> **TO DO**:
Set each line of the records down again exactly, please.

(Records from a collection)
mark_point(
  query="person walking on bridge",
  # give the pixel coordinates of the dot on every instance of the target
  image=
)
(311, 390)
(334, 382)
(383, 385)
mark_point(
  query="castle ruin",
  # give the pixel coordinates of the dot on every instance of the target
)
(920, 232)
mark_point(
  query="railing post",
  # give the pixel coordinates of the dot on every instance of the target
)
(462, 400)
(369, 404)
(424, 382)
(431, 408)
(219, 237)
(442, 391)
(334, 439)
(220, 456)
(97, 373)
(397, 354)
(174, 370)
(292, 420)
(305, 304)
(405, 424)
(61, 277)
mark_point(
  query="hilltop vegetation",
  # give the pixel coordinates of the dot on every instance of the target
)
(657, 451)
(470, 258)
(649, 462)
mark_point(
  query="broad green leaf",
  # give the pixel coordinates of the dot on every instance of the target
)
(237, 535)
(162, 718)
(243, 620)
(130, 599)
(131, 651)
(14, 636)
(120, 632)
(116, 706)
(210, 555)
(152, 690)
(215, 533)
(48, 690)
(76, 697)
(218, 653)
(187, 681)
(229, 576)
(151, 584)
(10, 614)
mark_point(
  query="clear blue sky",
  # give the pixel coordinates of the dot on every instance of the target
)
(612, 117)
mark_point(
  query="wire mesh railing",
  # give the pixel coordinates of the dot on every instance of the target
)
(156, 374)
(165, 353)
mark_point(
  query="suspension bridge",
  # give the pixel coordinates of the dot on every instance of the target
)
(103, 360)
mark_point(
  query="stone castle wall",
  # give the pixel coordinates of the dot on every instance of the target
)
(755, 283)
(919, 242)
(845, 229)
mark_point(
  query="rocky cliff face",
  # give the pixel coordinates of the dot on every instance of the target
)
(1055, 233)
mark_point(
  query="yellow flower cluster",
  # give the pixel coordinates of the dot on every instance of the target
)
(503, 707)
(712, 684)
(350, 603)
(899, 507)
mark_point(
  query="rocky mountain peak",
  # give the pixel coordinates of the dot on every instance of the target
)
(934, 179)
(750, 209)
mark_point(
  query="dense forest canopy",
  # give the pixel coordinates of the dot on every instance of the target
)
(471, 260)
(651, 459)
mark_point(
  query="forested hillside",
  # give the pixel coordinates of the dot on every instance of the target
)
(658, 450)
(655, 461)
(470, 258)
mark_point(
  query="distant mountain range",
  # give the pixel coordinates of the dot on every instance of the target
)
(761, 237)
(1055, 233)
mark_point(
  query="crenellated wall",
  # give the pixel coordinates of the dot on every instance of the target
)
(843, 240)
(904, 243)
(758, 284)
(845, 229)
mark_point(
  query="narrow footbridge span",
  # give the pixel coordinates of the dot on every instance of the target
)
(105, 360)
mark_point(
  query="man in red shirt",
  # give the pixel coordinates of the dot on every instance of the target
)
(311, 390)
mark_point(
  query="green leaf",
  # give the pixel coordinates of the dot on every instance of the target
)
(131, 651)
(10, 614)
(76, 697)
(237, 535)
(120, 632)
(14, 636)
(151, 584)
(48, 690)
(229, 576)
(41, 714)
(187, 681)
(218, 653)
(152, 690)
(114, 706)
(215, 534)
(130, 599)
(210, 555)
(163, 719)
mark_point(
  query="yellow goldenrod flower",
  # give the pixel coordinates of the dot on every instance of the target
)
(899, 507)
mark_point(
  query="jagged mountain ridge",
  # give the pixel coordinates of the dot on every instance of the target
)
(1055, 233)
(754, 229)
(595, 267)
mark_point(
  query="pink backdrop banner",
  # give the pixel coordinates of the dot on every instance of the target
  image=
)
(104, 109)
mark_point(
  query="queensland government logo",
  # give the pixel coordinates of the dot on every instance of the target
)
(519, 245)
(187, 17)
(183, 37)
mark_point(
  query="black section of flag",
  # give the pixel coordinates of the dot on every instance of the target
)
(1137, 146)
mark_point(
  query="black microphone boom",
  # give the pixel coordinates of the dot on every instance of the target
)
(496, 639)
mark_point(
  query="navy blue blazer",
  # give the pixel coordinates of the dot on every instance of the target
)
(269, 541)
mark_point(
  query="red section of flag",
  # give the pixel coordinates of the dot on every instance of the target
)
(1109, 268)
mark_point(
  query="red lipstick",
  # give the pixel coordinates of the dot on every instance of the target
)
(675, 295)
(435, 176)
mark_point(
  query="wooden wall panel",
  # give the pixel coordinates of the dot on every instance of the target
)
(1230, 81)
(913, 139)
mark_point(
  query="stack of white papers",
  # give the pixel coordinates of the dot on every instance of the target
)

> **RESPONSE TO THIS TASK**:
mark_point(
  query="person walking on bridge",
  # give the pixel coordinates of the dot on every instance of the target
  image=
)
(311, 390)
(334, 382)
(383, 385)
mark_point(
  query="castle ruin",
  # give the pixel coordinates of the dot on every instance of the target
)
(920, 232)
mark_point(
  query="railing post",
  # give the pixel coordinates of the dot on every instance of the target
)
(462, 400)
(369, 404)
(424, 382)
(431, 408)
(219, 237)
(442, 391)
(334, 439)
(220, 456)
(97, 373)
(397, 354)
(174, 370)
(292, 420)
(305, 304)
(405, 424)
(61, 277)
mark_point(
  query="hilltop vegetation",
  # give the pixel coordinates of the dot on every instance of the target
)
(657, 451)
(470, 258)
(649, 462)
mark_point(
  query="broad green leaf",
  # give the pixel coordinates of the dot on every instance of the target
)
(237, 535)
(162, 718)
(243, 620)
(130, 599)
(131, 651)
(14, 636)
(120, 632)
(116, 706)
(210, 555)
(152, 690)
(215, 533)
(48, 690)
(76, 697)
(218, 653)
(187, 681)
(229, 576)
(151, 584)
(10, 614)
mark_point(
  query="clear blue sky",
  # give the pixel coordinates of the dot on every instance of the target
)
(612, 117)
mark_point(
  query="wire mesh railing",
  # give the pixel coordinates of the dot on every instance of the target
)
(156, 374)
(165, 353)
mark_point(
  query="suspension bridge",
  # give the pixel coordinates of the dot on every instance of the target
)
(103, 360)
mark_point(
  query="stone castle wall",
  # give the pixel coordinates of the dot on every instance of the target
)
(755, 283)
(919, 242)
(845, 229)
mark_point(
  query="rocky cliff face",
  # give the pixel coordinates of the dot on every instance of the target
)
(1055, 233)
mark_point(
  query="yellow flower cluster",
  # give the pixel coordinates of the dot on every instance of the target
)
(503, 707)
(712, 684)
(350, 603)
(899, 507)
mark_point(
  query="rocky mountain peak",
  # give the pixel coordinates of the dot on every instance of the target
)
(934, 179)
(750, 209)
mark_point(
  query="dense forest canopy",
  # give the pixel coordinates of the dot on every instance of the target
)
(471, 260)
(651, 459)
mark_point(
  query="forested hillside",
  # give the pixel coordinates of the dot on every instance of the target
)
(658, 450)
(655, 461)
(470, 258)
mark_point(
  query="distant mountain range",
  # give the pixel coordinates of the dot on every instance of the target
)
(761, 237)
(1055, 233)
mark_point(
  query="crenellated wall",
  # give the pixel coordinates of the dot on every instance of the target
)
(843, 240)
(904, 243)
(758, 284)
(845, 229)
mark_point(
  query="narrow footbridge span",
  # give the pixel coordinates of the dot on every instance of the target
)
(105, 360)
mark_point(
  query="man in red shirt",
  # give the pixel coordinates of the dot on every instance of the target
)
(311, 390)
mark_point(
  query="green leaf",
  # give the pixel coordinates of the dot on every instance of the target
)
(131, 651)
(10, 614)
(76, 697)
(237, 535)
(120, 632)
(14, 636)
(151, 584)
(48, 690)
(229, 576)
(41, 714)
(187, 681)
(218, 653)
(152, 690)
(114, 706)
(215, 534)
(130, 599)
(210, 555)
(163, 719)
mark_point(
  query="yellow goldenrod flower",
  # give the pixel coordinates of the dot on every instance of the target
)
(899, 507)
mark_point(
  query="jagged mountain ridge",
  # give the pixel coordinates of the dot on every instance of the target
)
(1055, 233)
(754, 229)
(595, 267)
mark_point(
  query="pink backdrop banner",
  # give the pixel coordinates of the dot on every instance of the target
  image=
)
(104, 109)
mark_point(
  query="queensland government logo",
  # give the pixel coordinates of the dot on every instance of the target
)
(519, 245)
(187, 17)
(183, 37)
mark_point(
  query="black section of flag",
  # give the pixel coordinates of the dot on every instance of the target
)
(1137, 146)
mark_point(
  query="black microphone boom",
  # give the pixel coordinates of the dot on every instance of the target
)
(496, 639)
mark_point(
  query="navy blue blazer",
  # give the pixel coordinates of the dot on every instance of the target
)
(269, 541)
mark_point(
  query="red section of flag",
  # give the pixel coordinates of the dot on every instance of the target
)
(1109, 268)
mark_point(
  query="red lipstick",
  # give the pixel coordinates of the dot on every instance of the target
)
(675, 295)
(435, 176)
mark_point(
  query="wooden wall panel",
  # give the pixel coordinates of the dot on every instance of the target
)
(1230, 81)
(913, 139)
mark_point(
  query="stack of white papers",
  # give the pixel coordinates of the dot on every instance of the target
)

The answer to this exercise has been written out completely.